■ TASK DESCRIPTION: Each line in the entries below that holds the string "tall" is to be listed.

-- SUPPLIED MATERIAL follows --

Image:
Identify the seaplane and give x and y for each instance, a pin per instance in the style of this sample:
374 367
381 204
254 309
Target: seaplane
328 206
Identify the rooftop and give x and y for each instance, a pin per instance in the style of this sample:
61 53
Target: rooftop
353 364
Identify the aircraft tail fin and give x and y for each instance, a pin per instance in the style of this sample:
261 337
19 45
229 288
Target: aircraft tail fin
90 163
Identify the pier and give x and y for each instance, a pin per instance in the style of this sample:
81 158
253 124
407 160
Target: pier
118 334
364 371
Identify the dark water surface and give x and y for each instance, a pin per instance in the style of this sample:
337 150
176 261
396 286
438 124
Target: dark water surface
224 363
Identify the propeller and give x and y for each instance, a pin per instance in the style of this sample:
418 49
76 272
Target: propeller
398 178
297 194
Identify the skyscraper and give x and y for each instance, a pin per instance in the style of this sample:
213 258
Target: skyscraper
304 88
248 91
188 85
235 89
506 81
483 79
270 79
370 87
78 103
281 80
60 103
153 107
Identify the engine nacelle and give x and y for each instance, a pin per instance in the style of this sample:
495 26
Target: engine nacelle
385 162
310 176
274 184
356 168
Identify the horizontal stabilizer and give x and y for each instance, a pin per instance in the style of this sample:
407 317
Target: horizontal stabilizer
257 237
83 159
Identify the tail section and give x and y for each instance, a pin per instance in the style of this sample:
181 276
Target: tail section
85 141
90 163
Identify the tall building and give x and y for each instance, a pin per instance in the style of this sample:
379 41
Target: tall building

-- SUPPLIED MATERIAL concluded --

■ RESULT OF THIS TASK:
Identify the tall building and give x and y for each instance, a pin per instance in the style of this sample:
Target: tall building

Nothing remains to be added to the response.